Start of Provided data
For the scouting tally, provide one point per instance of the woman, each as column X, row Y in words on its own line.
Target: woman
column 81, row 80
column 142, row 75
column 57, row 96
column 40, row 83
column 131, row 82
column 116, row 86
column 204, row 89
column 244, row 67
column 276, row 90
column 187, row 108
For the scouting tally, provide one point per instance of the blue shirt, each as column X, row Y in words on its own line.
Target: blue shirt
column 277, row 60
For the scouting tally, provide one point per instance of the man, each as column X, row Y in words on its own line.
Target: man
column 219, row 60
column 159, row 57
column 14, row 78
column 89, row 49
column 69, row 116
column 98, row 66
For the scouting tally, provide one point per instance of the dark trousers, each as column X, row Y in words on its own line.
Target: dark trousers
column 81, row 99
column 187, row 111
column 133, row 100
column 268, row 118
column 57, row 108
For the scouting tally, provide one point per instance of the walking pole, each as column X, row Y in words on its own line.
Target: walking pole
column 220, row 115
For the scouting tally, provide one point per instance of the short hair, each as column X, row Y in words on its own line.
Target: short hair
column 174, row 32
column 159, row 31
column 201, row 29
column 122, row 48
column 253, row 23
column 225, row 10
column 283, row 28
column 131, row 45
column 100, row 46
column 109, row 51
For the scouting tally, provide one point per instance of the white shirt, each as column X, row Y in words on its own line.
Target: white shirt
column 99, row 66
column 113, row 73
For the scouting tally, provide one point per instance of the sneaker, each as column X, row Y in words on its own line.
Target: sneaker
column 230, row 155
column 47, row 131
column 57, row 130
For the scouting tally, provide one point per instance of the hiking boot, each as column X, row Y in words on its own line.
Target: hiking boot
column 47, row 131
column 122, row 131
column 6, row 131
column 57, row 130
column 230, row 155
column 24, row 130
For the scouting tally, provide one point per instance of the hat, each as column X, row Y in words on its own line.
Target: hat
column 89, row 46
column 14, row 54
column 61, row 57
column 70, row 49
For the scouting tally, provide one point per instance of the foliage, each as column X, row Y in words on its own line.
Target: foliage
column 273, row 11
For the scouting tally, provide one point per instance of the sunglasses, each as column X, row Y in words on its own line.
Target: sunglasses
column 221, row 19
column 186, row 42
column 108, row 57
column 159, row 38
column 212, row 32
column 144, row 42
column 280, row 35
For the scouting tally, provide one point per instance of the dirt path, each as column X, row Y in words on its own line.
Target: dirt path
End of Provided data
[Request]
From the listing above, reproduce all the lines exactly.

[The answer]
For the scouting tally, provide one point per instance of the woman, each as column X, row Y in words on its own line.
Target: woman
column 81, row 80
column 142, row 75
column 57, row 96
column 40, row 83
column 131, row 82
column 116, row 86
column 204, row 89
column 244, row 67
column 276, row 90
column 187, row 108
For the scouting tally, provide one point per instance of the blue shirt, each as column X, row Y in words on its own line.
Target: blue shirt
column 277, row 60
For the scouting tally, provide one point per instance of the man, each as column X, row Y in words on its own line.
Target: man
column 219, row 60
column 159, row 57
column 14, row 78
column 89, row 49
column 69, row 116
column 98, row 66
For the scouting tally, provide one point per instance of the dark trousers, each as column X, row Y in words on its own line.
Target: dark trousers
column 81, row 99
column 187, row 111
column 133, row 100
column 268, row 118
column 57, row 108
For the scouting tally, provide one point per instance of the walking pole, each as column X, row Y in words on its own line.
Target: walking pole
column 220, row 115
For the scouting tally, provide one point per instance of the short hair, each as column X, row Y in words on its own line.
Target: short hair
column 174, row 32
column 159, row 31
column 201, row 29
column 122, row 48
column 253, row 23
column 225, row 10
column 283, row 28
column 131, row 45
column 100, row 46
column 109, row 51
For the scouting tally, provide one point per instance of the white shirt, each as column X, row Y in words on its own line.
Target: white shirt
column 99, row 66
column 113, row 73
For the scouting tally, provide one point per instance of the sneaker, each as column X, row Y in words on its own line.
Target: sneaker
column 230, row 155
column 47, row 131
column 57, row 130
For the scouting tally, provide one point per instance of the hiking boot, each as column X, row Y in words on its own line.
Target: hiking boot
column 47, row 131
column 122, row 131
column 6, row 131
column 57, row 130
column 230, row 155
column 24, row 130
For the scouting tally, provide one point per instance of the hat, each as column X, row Y in words on its own line.
Target: hat
column 89, row 46
column 14, row 54
column 61, row 57
column 70, row 49
For the scouting tally, provide one point per instance of the foliage, each as column X, row Y in words on its own line.
Target: foliage
column 273, row 11
For the scouting tally, provide one point per instance of the sunglasses, each as column X, row Y in words on its own line.
Target: sunglasses
column 221, row 19
column 186, row 42
column 108, row 57
column 159, row 38
column 212, row 32
column 144, row 42
column 280, row 35
For the scouting tally, provide one point per instance of the dirt path, each as column X, row Y in words on its own line.
Target: dirt path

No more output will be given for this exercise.